## Goal
Quote the lines between the one holding "In this exercise you will locate the smiling" and the one holding "In this exercise you will locate the woman's left", inclusive, reproducing them verbatim and nothing else.

-- BEGIN Records for this task --

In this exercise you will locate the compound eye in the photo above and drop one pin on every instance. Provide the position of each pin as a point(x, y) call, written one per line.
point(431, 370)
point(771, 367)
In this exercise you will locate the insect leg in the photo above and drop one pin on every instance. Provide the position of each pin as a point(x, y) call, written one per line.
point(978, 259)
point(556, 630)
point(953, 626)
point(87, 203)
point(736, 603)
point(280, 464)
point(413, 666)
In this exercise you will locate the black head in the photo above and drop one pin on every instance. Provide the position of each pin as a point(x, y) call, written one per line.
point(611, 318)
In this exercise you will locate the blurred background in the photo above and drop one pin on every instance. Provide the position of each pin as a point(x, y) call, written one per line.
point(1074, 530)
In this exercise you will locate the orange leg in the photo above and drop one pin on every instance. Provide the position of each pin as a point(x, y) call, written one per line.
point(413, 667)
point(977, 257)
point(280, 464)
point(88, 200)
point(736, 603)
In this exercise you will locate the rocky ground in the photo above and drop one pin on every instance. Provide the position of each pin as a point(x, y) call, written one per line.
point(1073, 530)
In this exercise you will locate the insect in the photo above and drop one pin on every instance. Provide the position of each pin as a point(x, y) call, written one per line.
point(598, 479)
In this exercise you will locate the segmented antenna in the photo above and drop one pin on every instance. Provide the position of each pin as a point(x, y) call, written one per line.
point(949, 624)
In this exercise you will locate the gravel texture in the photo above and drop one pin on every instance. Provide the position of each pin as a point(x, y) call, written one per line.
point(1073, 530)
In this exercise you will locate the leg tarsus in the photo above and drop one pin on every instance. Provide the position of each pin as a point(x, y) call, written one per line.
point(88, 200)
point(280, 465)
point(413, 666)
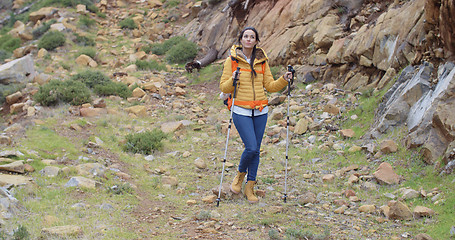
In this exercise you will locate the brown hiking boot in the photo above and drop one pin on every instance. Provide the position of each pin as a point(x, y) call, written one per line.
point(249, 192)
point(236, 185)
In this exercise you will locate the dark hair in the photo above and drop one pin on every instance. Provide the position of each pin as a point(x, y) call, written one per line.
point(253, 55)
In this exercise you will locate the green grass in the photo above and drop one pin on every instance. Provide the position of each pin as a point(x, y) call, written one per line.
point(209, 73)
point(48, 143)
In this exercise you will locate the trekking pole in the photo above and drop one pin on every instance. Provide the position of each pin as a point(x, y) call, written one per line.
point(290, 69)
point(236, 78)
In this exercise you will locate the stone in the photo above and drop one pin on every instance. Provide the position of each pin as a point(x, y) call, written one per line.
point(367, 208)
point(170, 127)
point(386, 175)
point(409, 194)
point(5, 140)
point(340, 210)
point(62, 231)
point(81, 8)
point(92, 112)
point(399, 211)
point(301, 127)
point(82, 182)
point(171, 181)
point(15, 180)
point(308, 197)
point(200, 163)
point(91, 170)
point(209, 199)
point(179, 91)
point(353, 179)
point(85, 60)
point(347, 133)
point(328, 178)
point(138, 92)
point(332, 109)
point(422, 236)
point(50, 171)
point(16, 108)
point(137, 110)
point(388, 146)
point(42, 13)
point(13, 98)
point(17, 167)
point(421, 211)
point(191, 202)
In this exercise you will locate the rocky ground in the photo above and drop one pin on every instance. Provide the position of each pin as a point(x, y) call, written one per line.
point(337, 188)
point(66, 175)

-- END Records for this task --
-- BEGIN Records for this task --

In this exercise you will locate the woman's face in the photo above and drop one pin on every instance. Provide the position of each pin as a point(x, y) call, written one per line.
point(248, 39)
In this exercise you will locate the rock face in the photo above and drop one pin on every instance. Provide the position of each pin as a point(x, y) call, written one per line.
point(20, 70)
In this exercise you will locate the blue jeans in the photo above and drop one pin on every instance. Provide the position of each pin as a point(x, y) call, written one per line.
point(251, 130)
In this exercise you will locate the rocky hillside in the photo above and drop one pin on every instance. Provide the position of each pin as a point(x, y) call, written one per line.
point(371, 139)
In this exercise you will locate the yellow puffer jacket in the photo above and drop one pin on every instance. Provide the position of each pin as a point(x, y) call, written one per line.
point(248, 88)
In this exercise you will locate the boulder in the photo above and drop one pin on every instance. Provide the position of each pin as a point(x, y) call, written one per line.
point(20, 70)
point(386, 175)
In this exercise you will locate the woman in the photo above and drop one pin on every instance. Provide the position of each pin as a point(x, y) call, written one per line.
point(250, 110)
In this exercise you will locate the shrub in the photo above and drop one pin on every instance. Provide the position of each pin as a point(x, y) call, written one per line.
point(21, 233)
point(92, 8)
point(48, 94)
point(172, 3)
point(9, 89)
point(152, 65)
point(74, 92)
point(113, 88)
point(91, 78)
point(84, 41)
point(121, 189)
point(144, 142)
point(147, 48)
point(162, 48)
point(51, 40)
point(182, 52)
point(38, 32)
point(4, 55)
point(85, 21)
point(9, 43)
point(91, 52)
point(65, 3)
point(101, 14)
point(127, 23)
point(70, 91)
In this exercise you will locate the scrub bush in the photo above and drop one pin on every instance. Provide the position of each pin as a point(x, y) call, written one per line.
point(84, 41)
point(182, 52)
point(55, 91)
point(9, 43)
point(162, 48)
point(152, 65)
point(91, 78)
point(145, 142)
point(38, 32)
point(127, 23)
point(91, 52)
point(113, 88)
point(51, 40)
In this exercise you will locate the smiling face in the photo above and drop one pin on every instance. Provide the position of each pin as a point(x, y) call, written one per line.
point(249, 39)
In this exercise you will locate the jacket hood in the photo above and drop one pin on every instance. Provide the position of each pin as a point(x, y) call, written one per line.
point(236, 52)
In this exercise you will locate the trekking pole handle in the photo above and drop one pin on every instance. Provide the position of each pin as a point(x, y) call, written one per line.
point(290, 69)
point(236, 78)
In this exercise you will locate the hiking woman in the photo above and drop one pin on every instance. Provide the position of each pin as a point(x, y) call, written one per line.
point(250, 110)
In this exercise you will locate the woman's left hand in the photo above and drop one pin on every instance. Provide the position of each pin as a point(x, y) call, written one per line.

-- END Records for this task --

## Correct output
In this exercise you will locate the smiling face in the photo above and drop one pin on every instance. Provide the position of each pin as a point(x, y) call, written one per line.
point(249, 39)
In this exercise you will locate the jacket hood in the photo above and drop one pin on every instance. Provide the position of each pin as a point(x, y) call, written one per line.
point(236, 52)
In this exercise you will locate the trekking pole handle in the photo above and drop one pin on every instance. Provide the position of each pin as a point(x, y) call, written one per line.
point(290, 69)
point(236, 78)
In this exercise you will locate the hiking woman in the photo above and drop one pin on every instance. Provide the position of each pin as a point(x, y) call, written one per line.
point(250, 110)
In this exercise you will locate the woman's left hand in the photo above and drop one pin on every instance. Provide the position of each pin as a point(x, y) call, written one per line.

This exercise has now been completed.